--- start of DOCUMENT EXCERPT ---

Joint Tenancy: A Double-Edged Sword
Be wary of the "simple fixes"!
There are many ways to own your assets. When you die, it is only natural that you want your family to share in the bounty of your hard work. As a way to simplify the transfer process and avoid probate, you may be tempted to add a child or other relative to the deed or bank account utilizing the ownership type of joint tenancy with the right of survivorship (JTwROS). While this type of ownership delivers a lot of potential benefits, it may also be masking some dangerous pitfalls.
Under JTwROS, when one owner dies, the other owner(s) inherit the deceased owner’s share of the property proportionately. Its benefits are specific: ownership is transferred automatically without entering probate. Because the property is transferred outside of probate, it is possible to keep this inheritance out of the clutches of creditors of your estate. On the surface, this seems like a smart way to streamline the inheritance process, sidestep creditor baggage, and bureaucratic charges. But the risks may outweigh the benefits.

--- end of DOCUMENT EXCERPT ---

> WORK INSTRUCTIONS:
A. Answer these questions about the joint tenancy article:
(i) What does the abbreviation JTwROS stand for?
(ii) Under JTwROS, who receives a deceased owner's share of the property?
(iii) Whose creditors does the joint tenancy article say the inheritance might be kept from?
B. The joint tenancy article says JTwROS seems, on the surface, like a smart way to streamline or sidestep certain things. List all of them.
C. Pick up the joint tenancy article after its final sentence and keep writing it.

--- start of ROWS ---

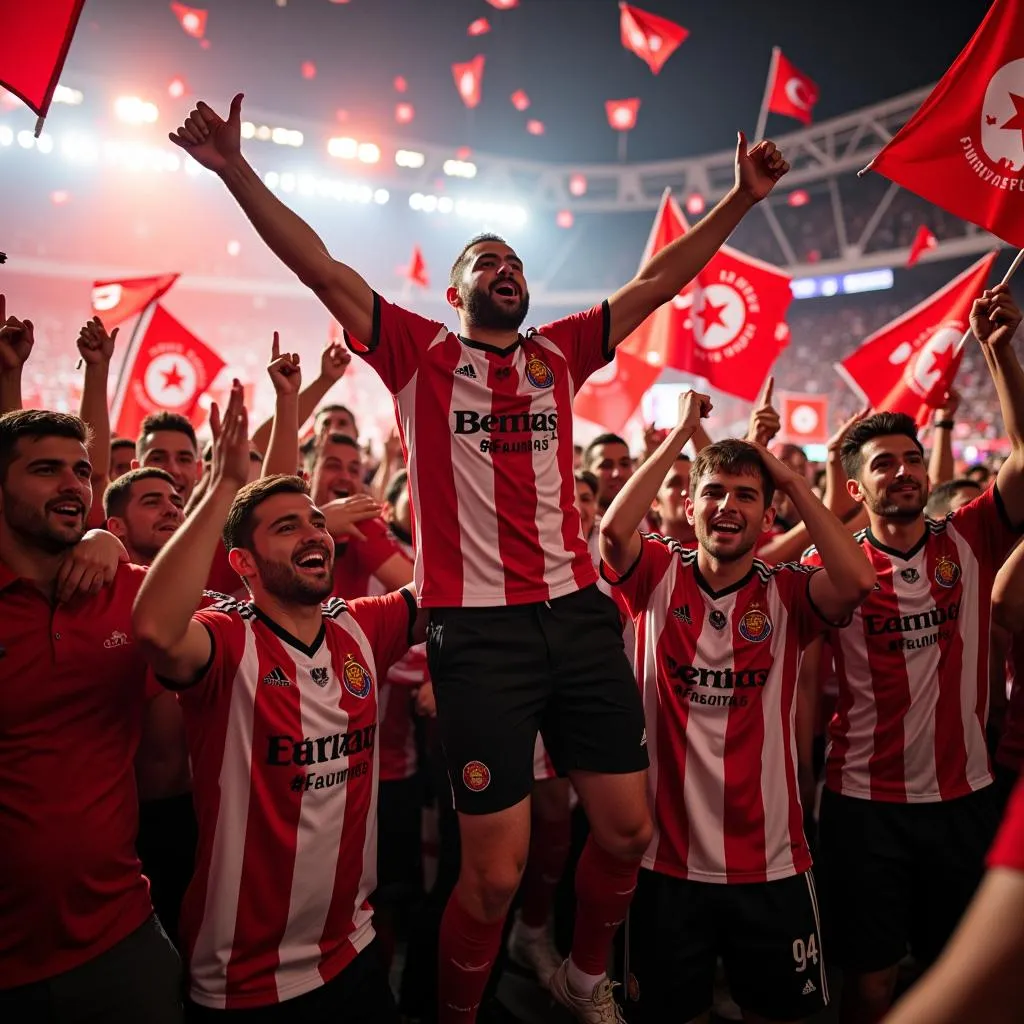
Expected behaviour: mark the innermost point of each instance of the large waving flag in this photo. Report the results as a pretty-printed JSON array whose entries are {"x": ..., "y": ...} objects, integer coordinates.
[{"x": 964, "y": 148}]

--- end of ROWS ---
--- start of ROWS ---

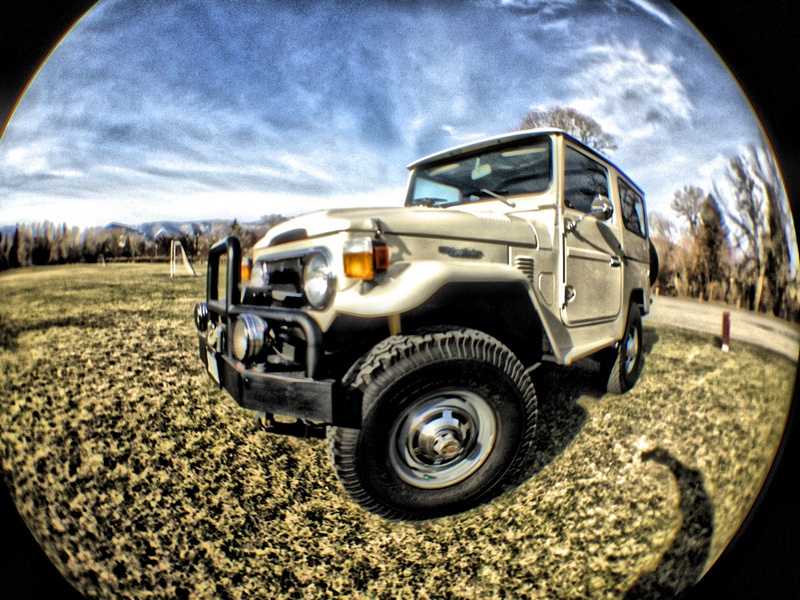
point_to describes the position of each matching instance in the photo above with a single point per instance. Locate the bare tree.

--- end of ROWS ---
--- start of ROWS ---

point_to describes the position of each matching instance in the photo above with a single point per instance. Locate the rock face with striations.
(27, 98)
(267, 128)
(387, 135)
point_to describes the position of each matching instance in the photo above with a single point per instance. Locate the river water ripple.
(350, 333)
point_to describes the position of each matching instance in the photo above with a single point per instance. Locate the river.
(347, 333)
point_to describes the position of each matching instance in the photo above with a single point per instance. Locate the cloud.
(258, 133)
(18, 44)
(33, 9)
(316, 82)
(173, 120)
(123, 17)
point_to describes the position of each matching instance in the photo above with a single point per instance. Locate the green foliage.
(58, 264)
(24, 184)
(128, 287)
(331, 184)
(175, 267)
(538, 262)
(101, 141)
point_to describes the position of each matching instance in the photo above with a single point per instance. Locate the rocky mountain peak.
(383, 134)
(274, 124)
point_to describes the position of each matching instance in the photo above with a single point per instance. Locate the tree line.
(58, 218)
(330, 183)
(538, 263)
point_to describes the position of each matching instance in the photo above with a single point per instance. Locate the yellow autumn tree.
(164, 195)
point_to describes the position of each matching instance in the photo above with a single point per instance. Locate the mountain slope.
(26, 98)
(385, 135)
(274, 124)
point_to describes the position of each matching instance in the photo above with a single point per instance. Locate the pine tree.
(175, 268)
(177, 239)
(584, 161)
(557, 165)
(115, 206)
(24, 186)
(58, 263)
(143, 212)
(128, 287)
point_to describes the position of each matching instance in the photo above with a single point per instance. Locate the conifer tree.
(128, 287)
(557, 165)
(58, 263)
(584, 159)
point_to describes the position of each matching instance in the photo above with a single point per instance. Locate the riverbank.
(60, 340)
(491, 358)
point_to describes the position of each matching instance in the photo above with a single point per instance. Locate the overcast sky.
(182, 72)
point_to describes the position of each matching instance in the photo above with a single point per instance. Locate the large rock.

--- end of ROWS ---

> ANSWERS BELOW:
A.
(i) Joint tenancy with the right of survivorship.
(ii) The other owner or owners, who inherit it proportionately.
(iii) The creditors of your estate.

B.
- The inheritance process
- Creditor baggage
- Bureaucratic charges

C.
You May Pay the Price
One of the main problems with JTwROS is that when you enter into this kind of agreement, you open yourself up to additional liability. When you agree to a JTwROS, you put your assets on the hook for the other owners’ creditors, ex-spouses, and flights of fancy.
Another problem with JTwROS, as it relates to real estate, is that there are now multiple owners of the property. You must now get the approval of the other owners if you would like to mortgage, refinance, transfer, or sell the property. It does not matter if you are the only one who is occupying the property or paying the expenses, by adding additional people as owners, you are giving away control.
With respect to any bank accounts, once you add an additional owner, that individual, as an owner, has the right to go to the bank and withdraw whatever money is in the account. The bank is merely going to make sure that the individual is listed on the account and will freely turn over your money to him or her. If a joint owner’s creditor serves the bank with a garnishment order, they can also seize the money in the account, even if the joint owner was only added to help avoid probate.
Disinheriting Loved Ones
While JTwROS can have some impacts on you, it can also disrupt your estate plans because instead of property getting handed down, it is handed over. For example, if someone with children remarries and a new spouse is added to the deed as a joint tenant, the new spouse will inherit the property, not the kids or grandkids. Because there’s a new spouse involved, the new spouse’s family will then be the ones to inherit upon his or her death, leaving the whole ‘branch’ of the original family may be disinherited—and not always intentionally!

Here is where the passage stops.